Re: [PATCH v5 10/12] KVM/x86/lbr: lazy save the guest lbr stack

From: Like Xu <like.xu@linux.intel.com>
To: Wei Wang <wei.w.wang@intel.com>,
	linux-kernel@vger.kernel.org, kvm@vger.kernel.org,
	pbonzini@redhat.com, ak@linux.intel.com, peterz@infradead.org
Cc: kan.liang@intel.com, mingo@redhat.com, rkrcmar@redhat.com,
	like.xu@intel.com, jannh@google.com, arei.gonglei@huawei.com,
	jmattson@google.com
Subject: Re: [PATCH v5 10/12] KVM/x86/lbr: lazy save the guest lbr stack
Date: Fri, 15 Feb 2019 09:49:37 +0800	[thread overview]
Message-ID: <fbf4e2ad-93f9-bb19-81f4-3b9d0b99cca8@linux.intel.com> (raw)
In-Reply-To: <1550135174-5423-11-git-send-email-wei.w.wang@intel.com>

On 2019/2/14 17:06, Wei Wang wrote:
> When the vCPU is scheduled in:
> - if the lbr feature was used in the last vCPU time slice, set the lbr
>    stack to be interceptible, so that the host can capture whether the
>    lbr feature will be used in this time slice;
> - if the lbr feature wasn't used in the last vCPU time slice, disable
>    the vCPU support of the guest lbr switching.
#####
## What you are asked to do
Reproduce verbatim the stretch of the patch reply that opens with the words containing "On 2019/2/14 17:06, Wei" and closes with "guest lbr switching.".

## Recorded data
#####
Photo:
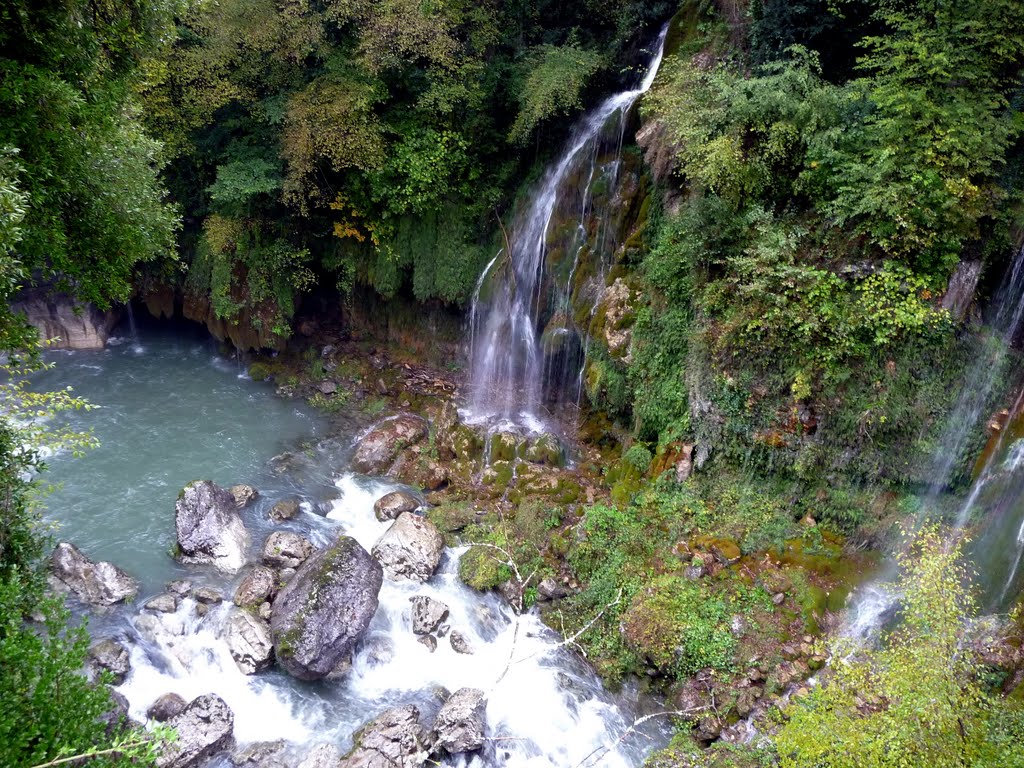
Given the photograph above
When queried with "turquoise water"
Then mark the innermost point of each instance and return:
#####
## Exercise output
On 2019/2/14 17:06, Wei Wang wrote:
> When the vCPU is scheduled in:
> - if the lbr feature was used in the last vCPU time slice, set the lbr
>    stack to be interceptible, so that the host can capture whether the
>    lbr feature will be used in this time slice;
> - if the lbr feature wasn't used in the last vCPU time slice, disable
>    the vCPU support of the guest lbr switching.